• [Task prompt]
Turn the records below into a Markdown table with the columns Row and Text. Number each line in Row, put the line itself in Text, and leave out blank lines.

-- BEGIN Information shown --

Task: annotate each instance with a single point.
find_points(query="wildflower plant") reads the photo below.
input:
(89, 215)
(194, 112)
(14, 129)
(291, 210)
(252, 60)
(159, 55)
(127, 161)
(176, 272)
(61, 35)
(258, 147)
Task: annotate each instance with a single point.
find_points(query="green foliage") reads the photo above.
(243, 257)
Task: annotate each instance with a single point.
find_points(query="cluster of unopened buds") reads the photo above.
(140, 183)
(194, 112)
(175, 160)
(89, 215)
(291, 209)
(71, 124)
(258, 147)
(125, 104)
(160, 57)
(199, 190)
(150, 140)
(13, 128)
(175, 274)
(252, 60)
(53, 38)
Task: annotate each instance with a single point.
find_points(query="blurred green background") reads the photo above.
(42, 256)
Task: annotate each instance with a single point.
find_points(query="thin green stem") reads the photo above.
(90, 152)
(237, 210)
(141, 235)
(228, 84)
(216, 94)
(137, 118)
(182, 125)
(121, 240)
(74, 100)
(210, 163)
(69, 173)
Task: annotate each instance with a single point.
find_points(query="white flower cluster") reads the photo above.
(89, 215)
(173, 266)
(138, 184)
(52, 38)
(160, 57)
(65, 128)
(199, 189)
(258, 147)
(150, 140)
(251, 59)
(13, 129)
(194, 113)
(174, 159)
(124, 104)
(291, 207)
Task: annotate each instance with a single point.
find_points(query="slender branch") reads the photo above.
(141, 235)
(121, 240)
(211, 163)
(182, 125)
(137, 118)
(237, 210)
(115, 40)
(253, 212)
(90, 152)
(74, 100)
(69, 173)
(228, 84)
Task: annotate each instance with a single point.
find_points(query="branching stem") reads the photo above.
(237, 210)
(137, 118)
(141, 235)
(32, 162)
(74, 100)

-- END Information shown --

• [Output of the task]
| Row | Text |
|---|---|
| 1 | Task: annotate each instance with a single point. |
| 2 | find_points(query="wildflower plant") reads the photo below. |
| 3 | input: |
| 4 | (89, 215) |
| 5 | (194, 112) |
| 6 | (14, 129) |
| 7 | (291, 210) |
| 8 | (252, 60) |
| 9 | (159, 55) |
| 10 | (127, 161) |
| 11 | (176, 272) |
| 12 | (61, 35) |
| 13 | (258, 147) |
| 14 | Task: annotate each instance with a single point. |
| 15 | find_points(query="green foliage") reads the photo above. |
| 16 | (243, 257) |
| 17 | Task: annotate each instance with a single point. |
| 18 | find_points(query="cluster of unopened buds") reads the photo above. |
| 19 | (140, 183) |
| 20 | (194, 112) |
| 21 | (175, 160) |
| 22 | (89, 215) |
| 23 | (291, 209) |
| 24 | (71, 124) |
| 25 | (258, 147) |
| 26 | (125, 104) |
| 27 | (160, 57) |
| 28 | (199, 190) |
| 29 | (150, 140) |
| 30 | (13, 128) |
| 31 | (175, 274) |
| 32 | (252, 60) |
| 33 | (53, 38) |
| 34 | Task: annotate each instance with a single point. |
| 35 | find_points(query="blurred green background") reads the photo above. |
| 36 | (42, 256) |
| 37 | Task: annotate each instance with a single point. |
| 38 | find_points(query="thin green stem") reads the photo above. |
| 39 | (90, 152) |
| 40 | (237, 210) |
| 41 | (141, 235) |
| 42 | (228, 84) |
| 43 | (216, 94) |
| 44 | (137, 118) |
| 45 | (182, 125) |
| 46 | (121, 240) |
| 47 | (74, 100) |
| 48 | (210, 163) |
| 49 | (69, 173) |
| 50 | Task: annotate each instance with a single point. |
| 51 | find_points(query="white flower cluster") reads the photo above. |
| 52 | (89, 215) |
| 53 | (173, 266) |
| 54 | (138, 184) |
| 55 | (52, 38) |
| 56 | (160, 57) |
| 57 | (65, 128) |
| 58 | (199, 189) |
| 59 | (258, 147) |
| 60 | (150, 140) |
| 61 | (251, 59) |
| 62 | (13, 129) |
| 63 | (194, 113) |
| 64 | (174, 159) |
| 65 | (124, 104) |
| 66 | (291, 207) |
| 67 | Task: annotate each instance with a single point. |
| 68 | find_points(query="slender branch") reads the photo above. |
| 69 | (141, 235) |
| 70 | (121, 240) |
| 71 | (211, 163) |
| 72 | (182, 125) |
| 73 | (137, 118) |
| 74 | (237, 210) |
| 75 | (115, 40) |
| 76 | (253, 212) |
| 77 | (90, 152) |
| 78 | (74, 100) |
| 79 | (69, 173) |
| 80 | (228, 84) |
| 81 | Task: annotate each instance with a single point. |
| 82 | find_points(query="branching stem") reads the photo above. |
| 83 | (237, 210) |
| 84 | (137, 118) |
| 85 | (141, 235) |
| 86 | (32, 162) |
| 87 | (74, 100) |